→ TASK TO CARRY OUT:
All the data must be output exactly as given.

*** Opening INPUT DATA ***

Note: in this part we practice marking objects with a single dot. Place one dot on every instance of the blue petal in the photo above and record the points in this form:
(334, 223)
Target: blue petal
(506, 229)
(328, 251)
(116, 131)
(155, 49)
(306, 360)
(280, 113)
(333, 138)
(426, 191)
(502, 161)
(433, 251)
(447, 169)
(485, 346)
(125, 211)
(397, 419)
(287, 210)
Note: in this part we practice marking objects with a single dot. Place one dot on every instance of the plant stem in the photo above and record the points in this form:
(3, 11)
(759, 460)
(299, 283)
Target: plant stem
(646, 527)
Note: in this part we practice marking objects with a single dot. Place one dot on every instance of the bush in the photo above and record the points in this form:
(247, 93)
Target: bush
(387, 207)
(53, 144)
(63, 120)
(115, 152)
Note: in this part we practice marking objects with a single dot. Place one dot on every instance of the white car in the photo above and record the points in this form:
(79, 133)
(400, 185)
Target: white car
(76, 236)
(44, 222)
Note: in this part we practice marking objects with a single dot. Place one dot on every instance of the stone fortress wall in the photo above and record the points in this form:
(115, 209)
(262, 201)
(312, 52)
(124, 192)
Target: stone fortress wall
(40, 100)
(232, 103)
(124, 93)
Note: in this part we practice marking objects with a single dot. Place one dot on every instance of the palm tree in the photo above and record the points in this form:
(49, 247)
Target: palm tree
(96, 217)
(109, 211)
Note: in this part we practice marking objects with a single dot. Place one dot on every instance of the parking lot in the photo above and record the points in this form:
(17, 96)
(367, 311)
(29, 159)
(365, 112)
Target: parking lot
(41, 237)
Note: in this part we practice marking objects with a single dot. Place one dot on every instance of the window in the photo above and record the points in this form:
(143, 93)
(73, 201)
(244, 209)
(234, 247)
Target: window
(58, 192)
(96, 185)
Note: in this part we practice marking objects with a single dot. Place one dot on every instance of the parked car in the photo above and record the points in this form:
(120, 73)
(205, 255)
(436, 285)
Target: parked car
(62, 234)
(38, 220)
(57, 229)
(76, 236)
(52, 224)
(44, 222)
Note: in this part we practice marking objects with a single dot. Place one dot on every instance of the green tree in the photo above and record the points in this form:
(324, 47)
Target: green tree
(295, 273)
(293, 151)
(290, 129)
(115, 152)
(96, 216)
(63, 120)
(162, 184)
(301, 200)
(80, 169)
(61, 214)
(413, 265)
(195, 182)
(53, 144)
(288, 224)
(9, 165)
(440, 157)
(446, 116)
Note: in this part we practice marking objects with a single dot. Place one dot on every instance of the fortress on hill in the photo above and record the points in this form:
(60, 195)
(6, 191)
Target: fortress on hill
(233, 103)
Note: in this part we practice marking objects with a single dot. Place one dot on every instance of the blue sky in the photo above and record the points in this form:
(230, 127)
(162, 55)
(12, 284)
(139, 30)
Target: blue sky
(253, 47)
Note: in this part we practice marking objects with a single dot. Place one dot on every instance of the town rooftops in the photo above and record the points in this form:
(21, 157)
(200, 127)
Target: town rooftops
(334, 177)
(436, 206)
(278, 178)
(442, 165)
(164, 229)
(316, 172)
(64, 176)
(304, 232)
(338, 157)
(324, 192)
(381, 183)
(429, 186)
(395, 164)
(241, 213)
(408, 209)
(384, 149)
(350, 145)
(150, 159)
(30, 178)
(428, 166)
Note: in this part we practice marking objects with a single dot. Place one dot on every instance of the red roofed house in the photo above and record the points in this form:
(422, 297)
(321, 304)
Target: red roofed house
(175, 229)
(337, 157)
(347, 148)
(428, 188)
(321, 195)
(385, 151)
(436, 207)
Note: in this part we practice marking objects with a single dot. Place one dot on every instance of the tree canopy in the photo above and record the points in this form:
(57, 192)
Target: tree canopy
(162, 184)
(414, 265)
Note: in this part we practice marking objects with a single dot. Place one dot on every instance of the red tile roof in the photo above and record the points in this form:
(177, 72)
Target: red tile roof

*** Closing INPUT DATA ***

→ EXPECTED OUTPUT:
Note: in this part we practice marking objects with a single dot. Place one dot on every instance of the blue petal in the photo above and record the points in this form:
(334, 223)
Target: blue petal
(506, 229)
(328, 251)
(116, 131)
(155, 49)
(306, 360)
(280, 113)
(333, 138)
(426, 191)
(502, 161)
(433, 251)
(447, 169)
(485, 346)
(125, 211)
(397, 419)
(287, 210)
Note: in this part we practice marking objects with a single dot. Place one dot on every instance of the plant stem in the photo above and record the points in this form:
(3, 11)
(759, 460)
(299, 283)
Target: plant stem
(646, 527)
Note: in this part we practice marking objects with a single dot. Place one dot on every instance of the bush in the photo above and record the points in this form:
(247, 93)
Target: bush
(387, 207)
(53, 144)
(63, 120)
(115, 152)
Note: in this part we practice marking objects with a single dot. Place one dot on every instance of the white car in the photo above and record the points in this form:
(79, 133)
(400, 185)
Target: white car
(76, 236)
(44, 222)
Note: in this part we practice marking objects with a single dot. Place one dot on every instance of the stone fortress wall in the photo above and record the points in this form:
(115, 209)
(262, 201)
(312, 52)
(124, 192)
Target: stone fortress wall
(40, 100)
(232, 103)
(124, 93)
Note: in this part we practice marking objects with a single dot. Place one dot on every instance of the palm tree in the photo above and record the points in this form:
(49, 247)
Target: palm tree
(96, 217)
(109, 211)
Note: in this part we practice marking objects with a single dot. Place one dot on every instance of the parking lot in the photo above and record the points in this form:
(17, 96)
(367, 311)
(29, 159)
(365, 112)
Target: parking lot
(41, 237)
Note: in this part we practice marking objects with a single dot. Place one dot on every instance of the window in the photo above and record the points in this form:
(143, 93)
(73, 201)
(244, 209)
(234, 247)
Target: window
(58, 192)
(96, 185)
Note: in this part we practice marking objects with a single dot. Place one dot on every instance of the parked car in the photo above and record the points in this form:
(120, 73)
(205, 255)
(436, 285)
Target: parked car
(62, 234)
(38, 220)
(57, 229)
(76, 236)
(52, 224)
(44, 222)
Note: in this part we practice marking objects with a single dot. Place one dot on every instance of the green tree in the photo above and record the points in this form:
(324, 47)
Target: green tree
(295, 273)
(293, 151)
(290, 129)
(115, 152)
(96, 216)
(63, 120)
(162, 184)
(301, 200)
(80, 169)
(61, 214)
(413, 265)
(195, 182)
(53, 144)
(288, 224)
(9, 165)
(440, 157)
(446, 116)
Note: in this part we practice marking objects with a single dot. Place one dot on every instance of the fortress on hill in the photo above and record the points in this form:
(60, 195)
(6, 191)
Target: fortress on hill
(233, 103)
Note: in this part we practice marking objects with a single dot. Place one dot on every instance of the blue sky in the photo above and record the points in this form:
(230, 127)
(162, 55)
(12, 284)
(139, 30)
Target: blue sky
(253, 47)
Note: in this part we practice marking objects with a single dot. Place one dot on every instance of the town rooftops in the photo above and record the points in this form:
(21, 157)
(200, 127)
Target: town rooftops
(334, 177)
(436, 206)
(278, 178)
(442, 165)
(164, 229)
(316, 172)
(64, 176)
(304, 232)
(338, 157)
(324, 192)
(381, 183)
(429, 186)
(395, 164)
(241, 213)
(408, 209)
(384, 149)
(350, 145)
(150, 159)
(30, 178)
(428, 166)
Note: in this part we practice marking objects with a single dot. Place one dot on every instance of the red roofed house in the photo above and record the points in this form:
(422, 297)
(321, 304)
Target: red roofed house
(175, 229)
(337, 157)
(347, 148)
(428, 188)
(321, 195)
(385, 151)
(436, 207)
Note: in this part we practice marking objects with a single dot. Place one dot on every instance of the tree canopy in the photo above and record the points in this form:
(57, 192)
Target: tree canopy
(162, 184)
(414, 265)
Note: in this part we practice marking objects with a single dot. Place one dot on every instance of the red tile roof in the photo above and record the points in this form:
(177, 72)
Target: red tile roof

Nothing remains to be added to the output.